* [What the task asks]
Go to the line in the entries below that holds "of trees in" and repeat exactly from there through the line that holds "of the distant", inclusive.

Data provided Block Start

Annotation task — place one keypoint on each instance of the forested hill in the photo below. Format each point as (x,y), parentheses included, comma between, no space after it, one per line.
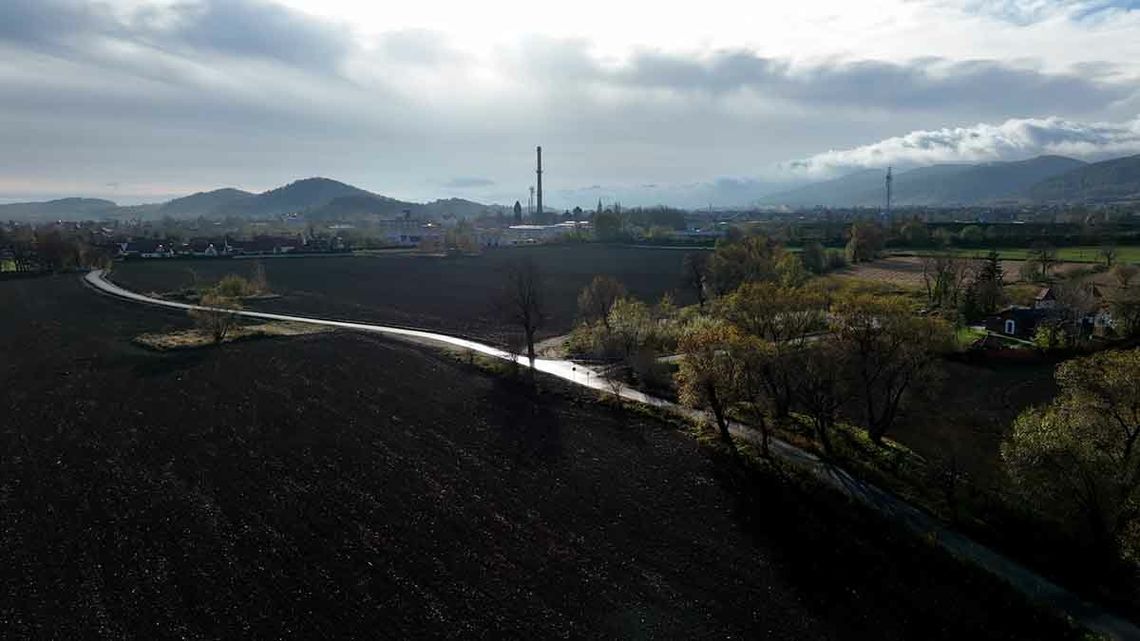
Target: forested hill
(1108,180)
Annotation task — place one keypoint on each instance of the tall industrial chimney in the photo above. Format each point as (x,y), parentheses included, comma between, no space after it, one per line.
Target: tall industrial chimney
(889,180)
(539,172)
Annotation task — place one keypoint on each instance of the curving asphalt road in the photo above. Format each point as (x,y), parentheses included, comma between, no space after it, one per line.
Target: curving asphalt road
(1031,584)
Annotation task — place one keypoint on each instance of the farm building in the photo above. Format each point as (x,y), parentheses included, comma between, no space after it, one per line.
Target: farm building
(1016,321)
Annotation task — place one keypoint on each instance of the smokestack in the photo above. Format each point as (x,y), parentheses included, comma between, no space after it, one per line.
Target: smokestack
(539,172)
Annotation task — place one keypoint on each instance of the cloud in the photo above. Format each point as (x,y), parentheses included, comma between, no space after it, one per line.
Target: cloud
(1014,139)
(245,29)
(917,84)
(259,29)
(465,183)
(1024,13)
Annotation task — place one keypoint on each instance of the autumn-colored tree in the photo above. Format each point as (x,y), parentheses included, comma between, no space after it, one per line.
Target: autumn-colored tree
(597,298)
(1043,257)
(865,242)
(892,353)
(1079,457)
(822,386)
(630,325)
(748,259)
(790,269)
(708,373)
(756,359)
(783,317)
(945,277)
(1124,275)
(695,267)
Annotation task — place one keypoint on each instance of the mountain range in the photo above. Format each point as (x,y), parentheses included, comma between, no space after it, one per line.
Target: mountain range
(315,199)
(1039,180)
(1042,179)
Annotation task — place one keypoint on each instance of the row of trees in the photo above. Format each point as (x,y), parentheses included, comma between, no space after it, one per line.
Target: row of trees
(767,350)
(50,249)
(1077,459)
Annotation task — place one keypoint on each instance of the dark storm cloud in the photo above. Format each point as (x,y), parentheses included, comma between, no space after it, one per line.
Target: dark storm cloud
(917,84)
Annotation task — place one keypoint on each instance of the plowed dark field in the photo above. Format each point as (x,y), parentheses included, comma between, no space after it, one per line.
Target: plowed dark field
(345,486)
(455,294)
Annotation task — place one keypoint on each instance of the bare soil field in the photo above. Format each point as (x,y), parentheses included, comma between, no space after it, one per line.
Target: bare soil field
(345,486)
(455,294)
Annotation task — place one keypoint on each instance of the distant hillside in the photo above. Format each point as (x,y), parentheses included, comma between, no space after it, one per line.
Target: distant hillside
(299,196)
(219,202)
(836,192)
(941,185)
(348,208)
(1108,180)
(64,209)
(458,208)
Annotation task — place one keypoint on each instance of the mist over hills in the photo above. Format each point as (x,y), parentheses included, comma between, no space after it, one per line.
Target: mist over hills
(316,199)
(941,185)
(1039,180)
(1108,180)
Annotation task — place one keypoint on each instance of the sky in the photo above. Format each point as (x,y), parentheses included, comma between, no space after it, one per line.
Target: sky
(650,103)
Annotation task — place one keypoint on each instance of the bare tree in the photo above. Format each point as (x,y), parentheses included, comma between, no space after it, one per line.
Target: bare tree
(1044,257)
(1108,253)
(521,301)
(1124,275)
(217,315)
(597,298)
(945,276)
(708,374)
(892,353)
(697,269)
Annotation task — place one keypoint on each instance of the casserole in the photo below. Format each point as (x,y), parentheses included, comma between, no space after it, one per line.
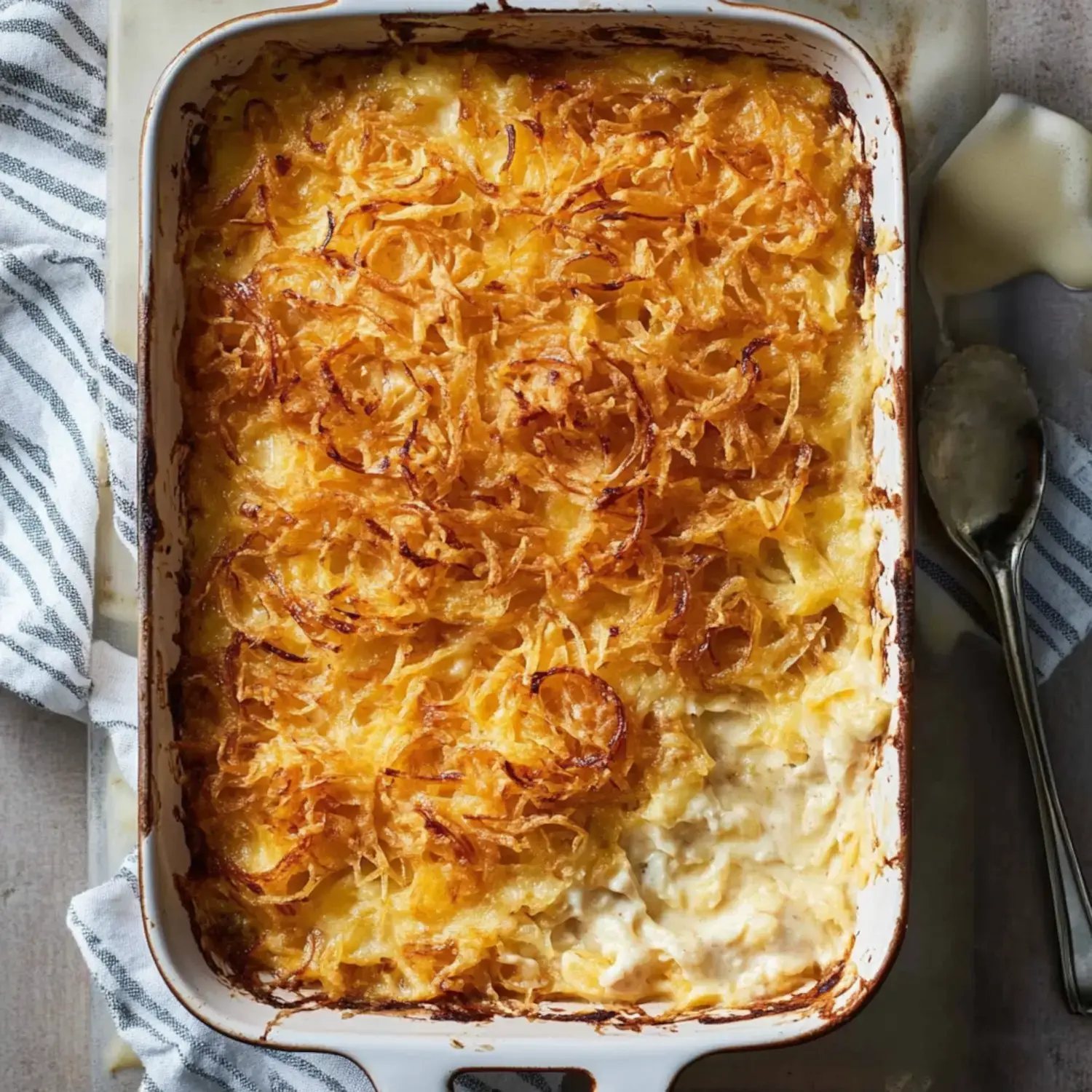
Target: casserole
(577,1037)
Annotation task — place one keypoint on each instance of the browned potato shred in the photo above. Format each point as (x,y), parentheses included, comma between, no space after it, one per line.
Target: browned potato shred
(526,411)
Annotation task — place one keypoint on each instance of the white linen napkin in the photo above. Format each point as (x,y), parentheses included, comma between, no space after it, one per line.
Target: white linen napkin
(68,400)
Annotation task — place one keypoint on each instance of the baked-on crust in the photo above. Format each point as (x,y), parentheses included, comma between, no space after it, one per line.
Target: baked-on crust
(528,649)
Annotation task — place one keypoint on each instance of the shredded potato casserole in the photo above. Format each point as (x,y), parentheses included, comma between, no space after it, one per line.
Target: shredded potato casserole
(528,644)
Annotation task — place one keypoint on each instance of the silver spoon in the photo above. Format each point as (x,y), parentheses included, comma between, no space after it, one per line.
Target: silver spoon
(984,462)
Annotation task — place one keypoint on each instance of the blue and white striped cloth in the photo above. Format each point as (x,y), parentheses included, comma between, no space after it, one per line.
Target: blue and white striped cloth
(68,426)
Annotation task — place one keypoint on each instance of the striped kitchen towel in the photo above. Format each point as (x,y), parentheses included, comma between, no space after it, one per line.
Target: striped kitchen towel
(68,426)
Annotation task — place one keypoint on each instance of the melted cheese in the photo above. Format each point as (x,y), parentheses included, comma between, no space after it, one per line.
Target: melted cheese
(528,648)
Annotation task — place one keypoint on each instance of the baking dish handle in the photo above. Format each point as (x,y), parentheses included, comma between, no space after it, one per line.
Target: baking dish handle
(412,1067)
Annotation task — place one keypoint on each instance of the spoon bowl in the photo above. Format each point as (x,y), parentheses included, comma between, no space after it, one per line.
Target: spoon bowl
(983,451)
(984,461)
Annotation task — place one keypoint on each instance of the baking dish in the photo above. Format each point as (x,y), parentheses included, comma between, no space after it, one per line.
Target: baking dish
(421,1051)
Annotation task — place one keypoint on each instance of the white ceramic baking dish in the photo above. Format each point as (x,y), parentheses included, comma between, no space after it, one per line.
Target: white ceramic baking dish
(403,1052)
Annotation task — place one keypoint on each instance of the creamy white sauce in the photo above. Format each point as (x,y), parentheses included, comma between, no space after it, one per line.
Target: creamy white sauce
(1016,197)
(753,886)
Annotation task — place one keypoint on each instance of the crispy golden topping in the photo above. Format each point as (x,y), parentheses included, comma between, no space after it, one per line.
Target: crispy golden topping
(526,411)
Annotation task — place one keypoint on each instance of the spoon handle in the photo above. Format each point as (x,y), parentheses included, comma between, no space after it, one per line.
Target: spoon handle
(1072,909)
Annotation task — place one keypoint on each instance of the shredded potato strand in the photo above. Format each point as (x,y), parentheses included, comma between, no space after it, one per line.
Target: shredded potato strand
(526,406)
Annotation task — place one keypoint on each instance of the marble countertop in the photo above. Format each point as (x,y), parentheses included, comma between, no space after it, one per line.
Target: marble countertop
(980,906)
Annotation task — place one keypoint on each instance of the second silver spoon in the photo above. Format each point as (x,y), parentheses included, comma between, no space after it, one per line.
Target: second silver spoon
(984,462)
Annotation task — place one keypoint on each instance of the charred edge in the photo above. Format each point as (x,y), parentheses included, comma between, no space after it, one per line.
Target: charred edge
(747,363)
(150,522)
(403,31)
(840,109)
(510,133)
(864,264)
(607,692)
(534,126)
(283,653)
(379,530)
(422,563)
(903,581)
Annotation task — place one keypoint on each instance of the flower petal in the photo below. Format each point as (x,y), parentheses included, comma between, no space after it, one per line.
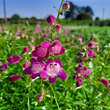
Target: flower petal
(14,59)
(62,75)
(28,70)
(52,80)
(44,74)
(15,77)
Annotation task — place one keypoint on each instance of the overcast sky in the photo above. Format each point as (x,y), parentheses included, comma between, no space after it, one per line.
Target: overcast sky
(42,8)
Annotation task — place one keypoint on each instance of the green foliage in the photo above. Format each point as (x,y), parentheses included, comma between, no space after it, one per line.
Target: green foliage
(92,95)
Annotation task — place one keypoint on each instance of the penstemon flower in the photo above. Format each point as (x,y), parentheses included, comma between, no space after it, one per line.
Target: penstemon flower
(53,70)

Data provided Block End

* [Exercise output]
Annotation task — place one keypoint on each instance of the row of trees in the photo above. Format each point as (x,y), parentheses included, comma between, no space after it, one per line.
Target: row of trees
(767,350)
(50,249)
(1077,459)
Annotation task — place one keypoint on each instance of the dark storm cloud in the photo above. Format each point as (x,y), parentheses included, comma between, no space after it, one per line.
Target: dark storm cloud
(917,84)
Annotation task — place one keypoint on each instance of the plowed dark field in the photo above. Format each point as (x,y), parentheses included, comma between, no space after it, one per line.
Target: plowed dark field
(345,486)
(455,294)
Annotation task — place one keypoint on each instance of the bare soil field in the photo above. Format each point as (x,y), parentheses included, comma between, no space after it, one per line.
Target: bare soil field
(345,486)
(455,294)
Annotation task — place one keypoint on each instance of the distant hillside in the photo above. Format each point as (x,y), parentheses included, comma between, no space after it, one per line.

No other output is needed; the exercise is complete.